=== Trecho para leitura ===

####

Por Magali Cabral
Projetos de grande escala ganharam fôlego com investimentos na última década, especialmente com o Programa de Aceleração do Crescimento (PAC) na Região Amazônica, e as consequências sociais e ambientais são mais severas para grupos especialmente vulnerabilizados (crianças, adolescentes, mulheres, povos indígenas e populações tradicionais) Mesmo quando há investimentos para ações de prevenção e mitigação de impactos para alguns desses grupos, nem sempre os recursos chegam na hora certa ou são bem aplicados.
Os principais gargalos aparecem geralmente relacionados à fase de planejamento e à fase de execução das ações, e os recursos, em vez de serem aproveitados para eliminar impactos, acabam sendo aplicados em redução de danos.
O Programa de Desenvolvimento Local do Centro de Estudos em Sustentabilidade da Fundação Getulio Vargas (GVces) vem documentando que, historicamente, a relação entre povos indígenas e populações tradicionais e os eixos de desenvolvimento designados à Amazônia é marcada por processos de expropriação territorial, restrição do acesso aos recursos naturais, violência e coerção, sobretudo pela total ausência desses grupos nos processos de planejamento e de tomada de decisão.
Apesar da existência de normas constitucionais e outras leis e diretrizes dedicadas à proteção desses grupos no contexto de grandes projetos, ainda se observa baixa aplicação prática e pouca efetividade dos mecanismos de diálogo.

####

=== Seção de dados ===
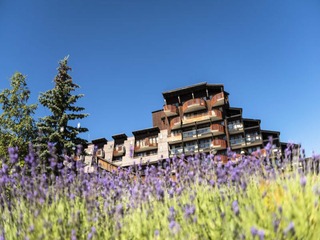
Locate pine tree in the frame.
[37,57,88,165]
[0,72,37,161]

####

=== Objetivos ===
(1) Responda às perguntas abaixo com base no trecho sobre grandes projetos na Amazônia.
(a) Que programa de investimentos deu fôlego aos projetos de grande escala na Região Amazônica?
(b) A que fases costumam estar relacionados os principais gargalos?
(c) Qual programa do GVces vem documentando a relação entre povos indígenas e populações tradicionais e os eixos de desenvolvimento designados à Amazônia?
(2) Dê continuidade ao trecho sobre grandes projetos na Amazônia, começando logo após a última frase apresentada.

=== Respostas às tarefas ===
(1)
(a) O Programa de Aceleração do Crescimento (PAC).
(b) À fase de planejamento e à fase de execução das ações.
(c) O Programa de Desenvolvimento Local.

(2)
O documento Povos Indígenas, Quilombolas e Populações Tradicionais, da iniciativa Grandes Obras na Amazônia – Aprendizados e Diretrizes, conduzida pela equipe do Programa de Desenvolvimento Local do GVces em parceria com a International Finance Corporation (IFC), integrante do grupo Banco Mundial, faz a seguinte advertência: “Sem um planejamento previamente discutido e pactuado, aos povos indígenas, quilombolas e comunidades tradicionais restaria atuar apenas no âmbito da redução dos danos, mas não propriamente na prevenção à violação de direitos”.
Uma particularidade entre os grupos vulnerabilizados é que, enquanto sob o aspecto jurídico povos indígenas e os remanescentes de quilombo têm o reconhecimento constitucional de direitos territoriais especiais, as populações tradicionais estão ainda mais vulneráveis à implementação e operação de grandes obras. Os impactos socioambientais que uma grande obra na Amazônia pode trazer representam uma ameaça à reprodução cultural e à integridade e bem-estar físico das populações tradicionais, dada a intrincada interdependência entre as condições materiais de existência e os territórios tradicionalmente ocupados.
Para que a chegada de um grande empreendimento em uma região carente da presença do Estado possa vir a ser uma fonte de grandes oportunidades para o território, a empresa responsável deve atuar em sintonia com o poder público e a sociedade. Antes de tudo, precisa incluir em sua gestão de risco ações para além da conservação do meio ambiente.
CRIANÇAS E ADOLESCENTES
Segundo a Constituição Federal, dar assistência a crianças e adolescentes é prioridade absoluta, não apenas do Estado, mas de toda a sociedade civil. Ou seja, empresas devem desenvolver políticas e iniciativas que priorizem este grupo social.
Em 2012, quando a Childhood Brasil (Oscip criada pela rainha Silvia da Suécia que trabalha para influenciar a agenda de proteção da infância e adolescência) propôs uma parceria com o GVces, o desafio que se impôs foi: como inserir nas práticas empresariais um tema tão complexo do ponto de vista da gestão de riscos associados à violação de direitos de crianças e adolescentes no âmbito da chegada e operação de grandes obras em territórios de delicada estrutura socioambiental?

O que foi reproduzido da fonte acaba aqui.